▶ _Dataset entries_:
● ● ●
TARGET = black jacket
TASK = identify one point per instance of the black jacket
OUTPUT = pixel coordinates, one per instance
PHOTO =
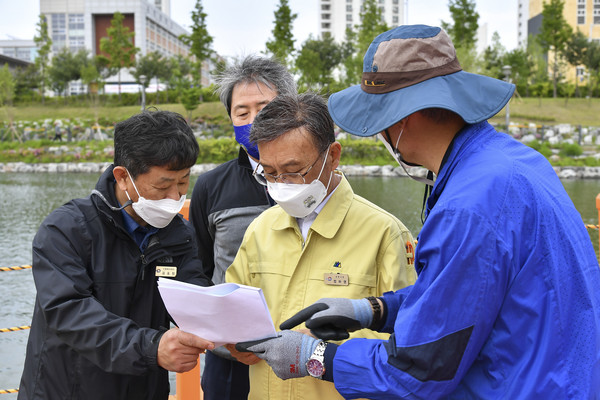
(98, 314)
(224, 202)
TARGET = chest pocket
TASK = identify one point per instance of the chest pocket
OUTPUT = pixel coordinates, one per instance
(359, 285)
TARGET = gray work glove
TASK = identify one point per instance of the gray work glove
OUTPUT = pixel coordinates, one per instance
● ● ●
▶ _WORK REQUEST_: Output the records exactly as they appear, skipping any pictures.

▶ _TASK OUTPUT_:
TARGET = black jacket
TASK = identify one point per instance of the black jacket
OUTPUT = pixel coordinates, one per instance
PHOTO =
(98, 314)
(224, 202)
TARGET = chest pocket
TASK = identify one point per instance of the chest pocket
OUTPUT = pixel coordinates, one per instance
(359, 285)
TARGET = gray work glove
TASK = identify one point per instance of the gray work glove
OUTPUT = pixel coordinates, one per instance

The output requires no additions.